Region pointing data
────────────────────

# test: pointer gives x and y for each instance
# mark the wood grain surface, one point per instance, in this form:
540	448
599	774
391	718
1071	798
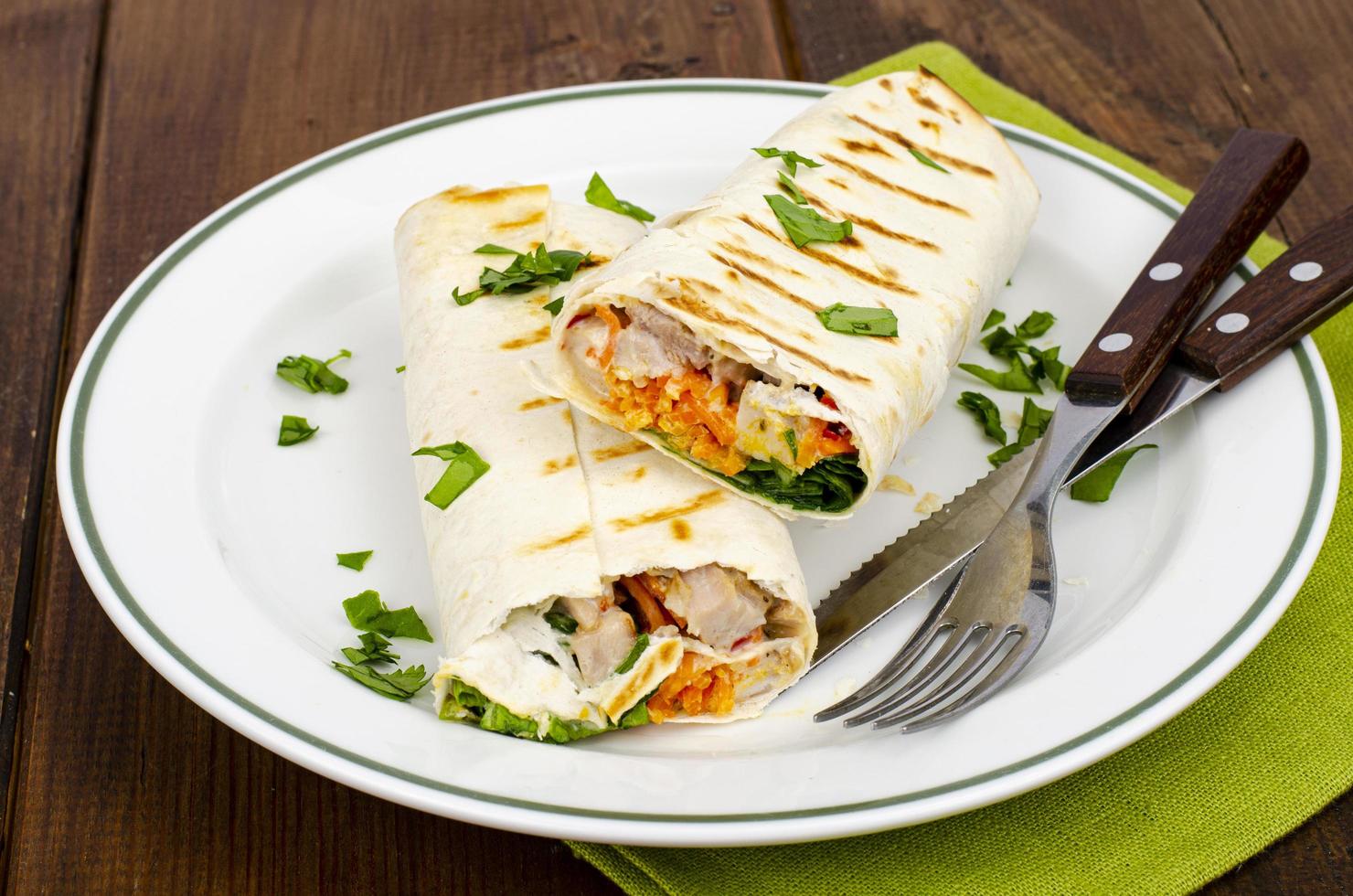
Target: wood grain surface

────────────────────

— Exercise objective —
Report, using only a number, how many lines above hold the word "surface".

— Response box —
2